> TASK STATEMENT:
What you return should be the lines of the data containing "below", each in full.

Collected data entries:
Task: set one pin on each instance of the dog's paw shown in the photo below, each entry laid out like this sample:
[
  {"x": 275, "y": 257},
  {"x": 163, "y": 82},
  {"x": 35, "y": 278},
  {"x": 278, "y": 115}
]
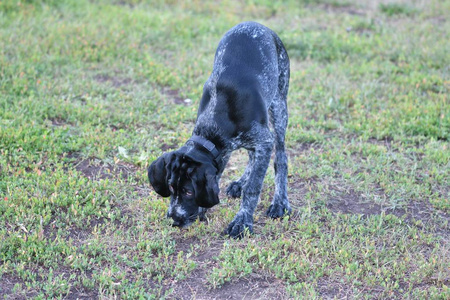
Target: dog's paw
[
  {"x": 234, "y": 190},
  {"x": 277, "y": 210},
  {"x": 242, "y": 224}
]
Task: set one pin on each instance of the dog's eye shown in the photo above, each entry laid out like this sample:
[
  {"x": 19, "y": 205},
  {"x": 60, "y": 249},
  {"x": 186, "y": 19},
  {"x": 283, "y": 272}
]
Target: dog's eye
[{"x": 188, "y": 193}]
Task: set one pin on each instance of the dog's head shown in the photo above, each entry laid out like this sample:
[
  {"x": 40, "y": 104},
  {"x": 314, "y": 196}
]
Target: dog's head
[{"x": 190, "y": 179}]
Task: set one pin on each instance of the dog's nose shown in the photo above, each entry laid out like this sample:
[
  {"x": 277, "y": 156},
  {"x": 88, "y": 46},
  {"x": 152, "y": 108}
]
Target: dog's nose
[{"x": 176, "y": 223}]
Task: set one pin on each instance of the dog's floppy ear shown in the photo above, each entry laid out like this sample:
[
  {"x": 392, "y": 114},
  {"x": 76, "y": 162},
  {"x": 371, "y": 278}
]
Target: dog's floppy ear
[
  {"x": 206, "y": 187},
  {"x": 158, "y": 174}
]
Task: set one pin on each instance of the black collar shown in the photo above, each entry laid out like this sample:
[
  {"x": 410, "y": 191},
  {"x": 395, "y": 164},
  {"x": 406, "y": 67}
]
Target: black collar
[{"x": 208, "y": 145}]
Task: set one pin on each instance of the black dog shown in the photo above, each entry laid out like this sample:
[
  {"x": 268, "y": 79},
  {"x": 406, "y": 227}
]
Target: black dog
[{"x": 245, "y": 94}]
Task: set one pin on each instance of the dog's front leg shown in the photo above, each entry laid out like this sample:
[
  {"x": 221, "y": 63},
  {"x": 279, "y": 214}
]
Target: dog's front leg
[{"x": 251, "y": 191}]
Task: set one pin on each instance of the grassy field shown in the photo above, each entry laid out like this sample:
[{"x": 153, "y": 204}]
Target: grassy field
[{"x": 91, "y": 92}]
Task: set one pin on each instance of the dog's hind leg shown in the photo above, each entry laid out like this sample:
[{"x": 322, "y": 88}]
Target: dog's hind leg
[
  {"x": 234, "y": 190},
  {"x": 279, "y": 117}
]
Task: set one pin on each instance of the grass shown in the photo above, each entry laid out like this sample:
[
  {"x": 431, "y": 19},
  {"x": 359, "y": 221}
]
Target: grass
[{"x": 92, "y": 91}]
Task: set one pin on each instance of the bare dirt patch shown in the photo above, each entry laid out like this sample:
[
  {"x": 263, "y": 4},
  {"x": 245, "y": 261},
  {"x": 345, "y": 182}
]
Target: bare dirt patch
[
  {"x": 114, "y": 80},
  {"x": 96, "y": 169},
  {"x": 253, "y": 286},
  {"x": 174, "y": 95}
]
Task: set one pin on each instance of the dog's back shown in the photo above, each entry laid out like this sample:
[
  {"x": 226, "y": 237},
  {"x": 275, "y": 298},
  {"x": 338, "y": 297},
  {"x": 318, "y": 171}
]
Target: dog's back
[{"x": 251, "y": 70}]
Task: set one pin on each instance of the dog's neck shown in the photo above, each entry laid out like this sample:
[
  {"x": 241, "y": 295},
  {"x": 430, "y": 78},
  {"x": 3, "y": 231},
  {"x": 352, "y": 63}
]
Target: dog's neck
[{"x": 215, "y": 152}]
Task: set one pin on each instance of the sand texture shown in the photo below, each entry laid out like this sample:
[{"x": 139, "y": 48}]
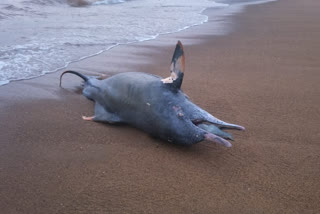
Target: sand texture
[{"x": 264, "y": 75}]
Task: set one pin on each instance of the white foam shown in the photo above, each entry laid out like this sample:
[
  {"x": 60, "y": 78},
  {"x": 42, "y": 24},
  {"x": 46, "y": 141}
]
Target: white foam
[{"x": 54, "y": 35}]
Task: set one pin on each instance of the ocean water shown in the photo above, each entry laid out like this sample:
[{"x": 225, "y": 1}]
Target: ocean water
[{"x": 42, "y": 36}]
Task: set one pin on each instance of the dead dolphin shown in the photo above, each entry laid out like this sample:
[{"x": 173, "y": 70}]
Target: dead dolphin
[{"x": 156, "y": 106}]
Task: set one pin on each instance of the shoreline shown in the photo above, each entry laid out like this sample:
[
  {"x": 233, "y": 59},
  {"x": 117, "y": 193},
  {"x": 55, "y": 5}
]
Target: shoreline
[
  {"x": 225, "y": 15},
  {"x": 263, "y": 75}
]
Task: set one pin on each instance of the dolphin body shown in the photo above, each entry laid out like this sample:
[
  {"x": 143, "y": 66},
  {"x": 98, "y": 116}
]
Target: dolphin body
[{"x": 156, "y": 106}]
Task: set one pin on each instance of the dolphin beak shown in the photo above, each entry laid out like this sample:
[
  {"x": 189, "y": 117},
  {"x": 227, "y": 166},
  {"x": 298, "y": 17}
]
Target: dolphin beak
[{"x": 216, "y": 139}]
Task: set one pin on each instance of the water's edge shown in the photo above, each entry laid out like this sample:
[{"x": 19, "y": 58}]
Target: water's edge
[{"x": 231, "y": 10}]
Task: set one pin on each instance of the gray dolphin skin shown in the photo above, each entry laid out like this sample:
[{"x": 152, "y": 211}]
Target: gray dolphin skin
[{"x": 154, "y": 105}]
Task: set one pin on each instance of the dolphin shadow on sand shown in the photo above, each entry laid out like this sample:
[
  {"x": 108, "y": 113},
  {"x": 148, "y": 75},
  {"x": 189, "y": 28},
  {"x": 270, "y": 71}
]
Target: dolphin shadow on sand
[{"x": 156, "y": 106}]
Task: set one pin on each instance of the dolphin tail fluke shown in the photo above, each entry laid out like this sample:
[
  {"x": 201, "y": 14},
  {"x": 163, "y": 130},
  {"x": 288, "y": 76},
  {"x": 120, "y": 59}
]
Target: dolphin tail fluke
[
  {"x": 177, "y": 67},
  {"x": 85, "y": 78}
]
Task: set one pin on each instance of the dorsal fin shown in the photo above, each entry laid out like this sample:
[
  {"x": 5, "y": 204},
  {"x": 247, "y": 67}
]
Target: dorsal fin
[{"x": 176, "y": 67}]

> SOLUTION:
Task: set one pin on each instance of the dog's paw shown in the photo below, each entry laid out like this sample:
Task: set one pin on each instance of the sand texture shown in the photo below, each entry laid out like this sample:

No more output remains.